- [What to produce]:
In full and without alteration, give the listing again.

- [Data for review]:
-----

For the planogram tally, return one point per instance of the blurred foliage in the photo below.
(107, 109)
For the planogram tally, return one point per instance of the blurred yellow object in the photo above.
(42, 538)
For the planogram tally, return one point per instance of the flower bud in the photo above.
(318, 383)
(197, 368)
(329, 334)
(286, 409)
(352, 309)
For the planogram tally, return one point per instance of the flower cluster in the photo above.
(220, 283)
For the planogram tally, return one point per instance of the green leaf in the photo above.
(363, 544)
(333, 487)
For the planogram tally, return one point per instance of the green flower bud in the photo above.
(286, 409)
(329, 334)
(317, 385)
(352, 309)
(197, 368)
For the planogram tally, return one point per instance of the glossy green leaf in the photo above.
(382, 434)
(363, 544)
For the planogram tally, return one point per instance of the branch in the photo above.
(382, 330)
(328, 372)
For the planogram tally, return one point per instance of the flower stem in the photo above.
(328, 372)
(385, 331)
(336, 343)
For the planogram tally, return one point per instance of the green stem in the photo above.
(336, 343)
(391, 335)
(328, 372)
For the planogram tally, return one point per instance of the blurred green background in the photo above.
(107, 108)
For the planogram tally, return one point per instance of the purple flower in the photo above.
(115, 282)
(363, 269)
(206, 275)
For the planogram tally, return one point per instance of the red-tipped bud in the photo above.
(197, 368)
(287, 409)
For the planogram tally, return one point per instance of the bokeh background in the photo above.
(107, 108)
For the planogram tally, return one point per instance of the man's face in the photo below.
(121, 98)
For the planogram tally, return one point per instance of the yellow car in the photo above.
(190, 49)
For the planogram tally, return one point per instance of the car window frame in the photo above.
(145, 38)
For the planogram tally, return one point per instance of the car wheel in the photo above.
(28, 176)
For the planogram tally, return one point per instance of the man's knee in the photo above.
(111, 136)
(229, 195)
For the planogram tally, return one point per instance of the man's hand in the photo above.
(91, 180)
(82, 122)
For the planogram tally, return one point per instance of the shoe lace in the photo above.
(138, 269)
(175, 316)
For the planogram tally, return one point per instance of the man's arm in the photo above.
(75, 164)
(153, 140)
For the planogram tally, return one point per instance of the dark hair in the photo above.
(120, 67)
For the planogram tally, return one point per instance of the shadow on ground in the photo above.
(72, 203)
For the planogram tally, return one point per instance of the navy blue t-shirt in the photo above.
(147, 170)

-----

- [Answer to the exercise]:
For the planogram tally, return one point per instance of the blurred foliage in the photo below.
(107, 109)
For the planogram tally, return one point per instance of the blurred yellow object in the photo above.
(42, 538)
For the planogram tally, return one point per instance of the flower bud in the photo above.
(318, 383)
(197, 368)
(329, 334)
(286, 409)
(352, 309)
For the planogram tally, return one point per instance of the flower cluster in the photo above.
(220, 283)
For the planogram tally, return one point per instance of the green leaf in the photo above.
(363, 544)
(333, 487)
For the planogram tally, return one point per instance of the green flower bud in the photo above.
(286, 409)
(329, 334)
(317, 385)
(352, 309)
(197, 368)
For the planogram tally, return one point per instance of the glossy green leaf in the photo above.
(382, 434)
(363, 544)
For the planogram tally, return one point per instance of the branch in the photo above.
(382, 330)
(328, 372)
For the planogram tally, return one point per instance of the flower stem in the photo above.
(328, 372)
(385, 331)
(336, 343)
For the planogram tally, return one point per instance of the green stem in the photo above.
(336, 343)
(391, 335)
(328, 372)
For the planogram tally, return one point per instance of the blurred green background in the photo above.
(107, 108)
For the planogram tally, return one point per instance of the purple flower in the photo above.
(115, 282)
(363, 269)
(206, 275)
For the planogram tally, return one point per instance of the red-tipped bud in the photo above.
(197, 368)
(287, 409)
For the planogram tally, return one point per instance of the bokeh background in the photo above.
(107, 108)
For the planogram tally, return one point per instance of the man's face in the photo below.
(121, 98)
For the planogram tally, return one point per instance of the yellow car in the photo above.
(190, 49)
For the planogram tally, return one point per instance of the car window frame in the photo above.
(145, 38)
For the planogram tally, return one point per instance of the car wheel in the photo above.
(28, 176)
For the planogram tally, return one point per instance of the man's knee in the photo above.
(111, 136)
(229, 195)
For the planogram tally, return one point per instance of the man's hand in the photo above.
(91, 180)
(82, 122)
For the planogram tally, return one point per instance of the shoe lace in the photo above.
(138, 269)
(175, 316)
For the planogram tally, return one point per instance of the man's arm in the photo above.
(75, 164)
(153, 140)
For the planogram tally, return one point per instance of the dark hair in the photo above.
(120, 67)
For the planogram tally, return one point per instance of the shadow on ground in the photo above.
(72, 203)
For the planogram tally, return one point per instance of the navy blue t-shirt in the photo above.
(147, 170)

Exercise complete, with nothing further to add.